Listed records

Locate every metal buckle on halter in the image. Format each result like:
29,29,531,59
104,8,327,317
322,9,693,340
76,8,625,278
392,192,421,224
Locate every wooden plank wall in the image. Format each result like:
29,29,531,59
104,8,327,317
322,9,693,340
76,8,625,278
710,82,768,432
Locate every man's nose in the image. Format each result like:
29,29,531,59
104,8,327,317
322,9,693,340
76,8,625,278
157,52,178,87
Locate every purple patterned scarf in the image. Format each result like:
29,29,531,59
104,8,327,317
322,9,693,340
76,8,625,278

Work instructions
Render all of the data above as a Markdown table with the columns Row and Text. Give each line its own numbered row and leave out any blank lines.

Expected answer
| Row | Text |
|---|---|
| 1 | Locate every metal buckle on halter in the image. Format each result like: |
| 2 | 29,29,531,59 |
| 3 | 104,8,327,317 |
| 4 | 322,9,693,340 |
| 5 | 76,8,625,278 |
| 6 | 392,192,421,224 |
| 7 | Locate every wooden plank wall in the image. Format each result like: |
| 8 | 29,29,531,59 |
| 9 | 104,8,327,317 |
| 10 | 322,9,693,340 |
| 11 | 76,8,625,278 |
| 12 | 710,82,768,432 |
| 13 | Locate every man's nose in the image. Format each result like: |
| 14 | 29,29,531,59 |
| 15 | 104,8,327,317 |
| 16 | 322,9,693,340 |
| 17 | 76,8,625,278 |
| 18 | 157,52,178,87 |
| 19 | Locate every purple patterned scarf in the image. Format each result like: |
| 20 | 29,29,531,59 |
| 21 | 104,8,327,317 |
| 22 | 322,9,693,340 |
| 23 | 76,8,625,278 |